Referring expression pointing data |
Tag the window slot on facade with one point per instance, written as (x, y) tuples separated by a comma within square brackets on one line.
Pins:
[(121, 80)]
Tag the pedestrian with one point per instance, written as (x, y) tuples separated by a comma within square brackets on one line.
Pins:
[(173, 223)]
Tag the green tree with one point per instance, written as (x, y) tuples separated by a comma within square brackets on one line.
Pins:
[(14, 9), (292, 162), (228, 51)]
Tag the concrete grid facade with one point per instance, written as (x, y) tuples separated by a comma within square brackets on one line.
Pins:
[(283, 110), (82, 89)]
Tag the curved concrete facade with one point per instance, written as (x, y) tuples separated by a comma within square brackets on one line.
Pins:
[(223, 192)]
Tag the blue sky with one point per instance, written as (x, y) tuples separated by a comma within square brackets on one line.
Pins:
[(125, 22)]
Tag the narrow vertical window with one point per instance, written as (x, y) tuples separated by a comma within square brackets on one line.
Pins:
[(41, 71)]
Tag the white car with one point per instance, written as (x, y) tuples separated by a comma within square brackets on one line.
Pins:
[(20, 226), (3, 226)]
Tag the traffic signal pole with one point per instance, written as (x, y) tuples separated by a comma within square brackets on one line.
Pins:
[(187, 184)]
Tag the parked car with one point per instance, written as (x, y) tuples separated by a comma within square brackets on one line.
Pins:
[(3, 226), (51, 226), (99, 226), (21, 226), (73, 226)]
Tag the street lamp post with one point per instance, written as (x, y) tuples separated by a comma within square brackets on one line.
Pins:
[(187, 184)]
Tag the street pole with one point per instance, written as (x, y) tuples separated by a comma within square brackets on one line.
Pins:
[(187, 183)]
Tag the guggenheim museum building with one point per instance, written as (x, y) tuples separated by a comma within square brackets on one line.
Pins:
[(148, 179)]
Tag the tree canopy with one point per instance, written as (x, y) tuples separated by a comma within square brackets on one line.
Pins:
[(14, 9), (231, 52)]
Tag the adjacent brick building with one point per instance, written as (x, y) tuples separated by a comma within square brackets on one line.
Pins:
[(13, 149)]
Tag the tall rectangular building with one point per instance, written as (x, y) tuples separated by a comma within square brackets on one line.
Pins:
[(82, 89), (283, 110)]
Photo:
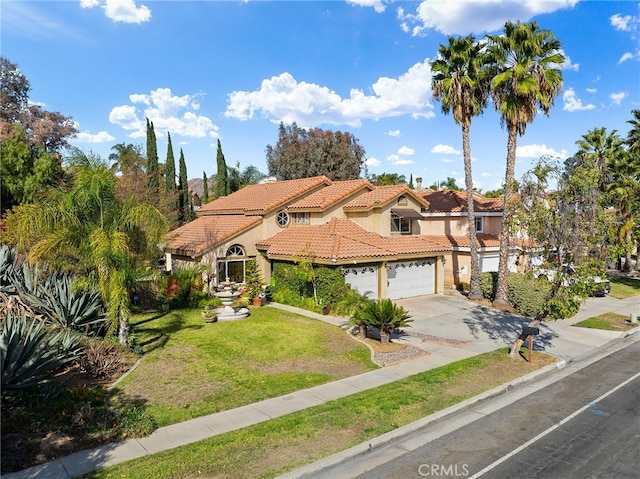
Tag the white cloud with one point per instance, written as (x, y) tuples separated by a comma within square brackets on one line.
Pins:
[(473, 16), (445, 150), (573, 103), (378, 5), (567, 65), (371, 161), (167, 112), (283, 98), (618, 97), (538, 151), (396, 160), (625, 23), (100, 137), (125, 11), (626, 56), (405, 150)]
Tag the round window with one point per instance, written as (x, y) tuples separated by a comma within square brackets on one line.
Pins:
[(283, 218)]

...

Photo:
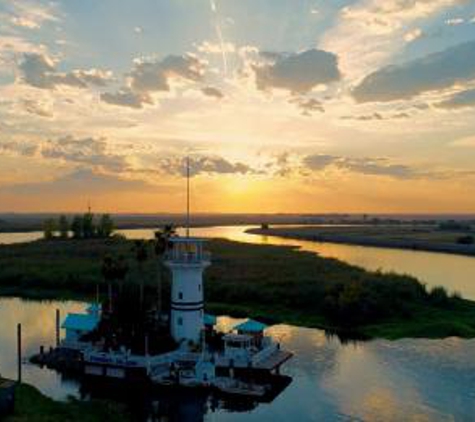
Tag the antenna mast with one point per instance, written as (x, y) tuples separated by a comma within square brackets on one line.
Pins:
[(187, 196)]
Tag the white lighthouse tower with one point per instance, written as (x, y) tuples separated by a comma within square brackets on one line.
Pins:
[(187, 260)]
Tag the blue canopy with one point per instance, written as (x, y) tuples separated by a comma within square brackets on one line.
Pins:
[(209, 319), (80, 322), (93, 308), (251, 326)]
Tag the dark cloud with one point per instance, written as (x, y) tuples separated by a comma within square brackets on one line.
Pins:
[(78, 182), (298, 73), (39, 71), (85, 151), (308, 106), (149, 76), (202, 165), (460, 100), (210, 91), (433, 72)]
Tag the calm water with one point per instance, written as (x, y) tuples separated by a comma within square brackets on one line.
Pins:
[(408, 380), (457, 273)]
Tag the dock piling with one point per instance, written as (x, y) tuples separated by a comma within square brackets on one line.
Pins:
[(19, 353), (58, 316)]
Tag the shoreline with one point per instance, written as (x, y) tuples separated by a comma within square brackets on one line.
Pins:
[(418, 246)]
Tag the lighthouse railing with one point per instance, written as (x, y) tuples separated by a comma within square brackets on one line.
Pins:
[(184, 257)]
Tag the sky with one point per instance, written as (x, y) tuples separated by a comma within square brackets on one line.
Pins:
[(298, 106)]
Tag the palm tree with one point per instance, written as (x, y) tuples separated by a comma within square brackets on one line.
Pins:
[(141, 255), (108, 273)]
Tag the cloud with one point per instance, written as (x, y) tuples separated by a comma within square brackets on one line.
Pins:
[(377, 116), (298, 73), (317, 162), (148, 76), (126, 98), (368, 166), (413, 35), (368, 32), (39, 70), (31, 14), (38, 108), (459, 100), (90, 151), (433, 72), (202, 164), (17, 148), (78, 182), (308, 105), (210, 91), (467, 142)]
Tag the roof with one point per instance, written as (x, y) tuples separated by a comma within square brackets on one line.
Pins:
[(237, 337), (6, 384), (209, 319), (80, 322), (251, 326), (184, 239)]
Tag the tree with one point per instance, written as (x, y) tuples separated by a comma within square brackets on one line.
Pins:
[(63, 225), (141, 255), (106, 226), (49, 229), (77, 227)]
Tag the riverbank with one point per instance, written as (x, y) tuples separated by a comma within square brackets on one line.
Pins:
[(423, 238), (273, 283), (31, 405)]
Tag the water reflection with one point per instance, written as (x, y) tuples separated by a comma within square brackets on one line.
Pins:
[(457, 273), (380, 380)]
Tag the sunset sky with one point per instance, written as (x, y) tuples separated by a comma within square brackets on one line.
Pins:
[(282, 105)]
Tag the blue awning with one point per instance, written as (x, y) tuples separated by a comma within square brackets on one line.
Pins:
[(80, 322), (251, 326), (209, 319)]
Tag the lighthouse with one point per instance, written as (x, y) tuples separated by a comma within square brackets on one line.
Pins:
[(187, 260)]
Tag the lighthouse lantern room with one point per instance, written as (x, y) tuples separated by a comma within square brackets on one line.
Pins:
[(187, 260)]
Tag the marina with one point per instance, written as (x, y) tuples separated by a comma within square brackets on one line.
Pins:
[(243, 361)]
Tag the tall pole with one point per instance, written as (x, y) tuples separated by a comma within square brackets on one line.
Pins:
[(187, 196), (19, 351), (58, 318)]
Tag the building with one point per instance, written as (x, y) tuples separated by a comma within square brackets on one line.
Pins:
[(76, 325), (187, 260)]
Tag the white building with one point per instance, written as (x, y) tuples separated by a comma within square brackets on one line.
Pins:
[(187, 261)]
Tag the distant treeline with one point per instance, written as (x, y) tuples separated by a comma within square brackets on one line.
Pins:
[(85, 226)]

==

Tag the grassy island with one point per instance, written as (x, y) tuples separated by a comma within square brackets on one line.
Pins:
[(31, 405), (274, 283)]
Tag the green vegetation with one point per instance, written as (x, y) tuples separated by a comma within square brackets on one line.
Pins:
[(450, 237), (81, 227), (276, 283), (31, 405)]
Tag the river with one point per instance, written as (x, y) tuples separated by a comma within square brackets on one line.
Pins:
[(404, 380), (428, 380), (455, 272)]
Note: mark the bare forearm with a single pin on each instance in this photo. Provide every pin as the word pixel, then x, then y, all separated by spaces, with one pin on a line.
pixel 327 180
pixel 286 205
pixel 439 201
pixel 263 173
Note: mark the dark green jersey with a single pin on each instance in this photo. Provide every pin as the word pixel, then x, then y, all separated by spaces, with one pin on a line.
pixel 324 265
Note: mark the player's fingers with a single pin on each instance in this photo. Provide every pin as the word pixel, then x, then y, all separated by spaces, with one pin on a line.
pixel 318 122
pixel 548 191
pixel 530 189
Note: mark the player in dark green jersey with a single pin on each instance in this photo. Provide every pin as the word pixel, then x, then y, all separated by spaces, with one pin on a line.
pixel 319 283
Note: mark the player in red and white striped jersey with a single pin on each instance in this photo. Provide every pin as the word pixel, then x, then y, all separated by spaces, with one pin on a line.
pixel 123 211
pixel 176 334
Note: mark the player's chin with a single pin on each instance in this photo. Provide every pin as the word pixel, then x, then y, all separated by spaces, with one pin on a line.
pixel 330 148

YOUR OBJECTIVE | The range runs from the line above containing "Tag the adjacent" to the line containing "Tag the tall rectangular", inclusive. Restate those lines word for word and no others.

SOLUTION TO THIS TASK |
Tag the adjacent brick building with one point per instance, written as (x, y) tuples separated by a comma within square brackets on one line.
Pins:
[(13, 149)]
Tag the tall rectangular building with one point per instance, written as (x, y) tuples separated by a comma within square brackets on one line.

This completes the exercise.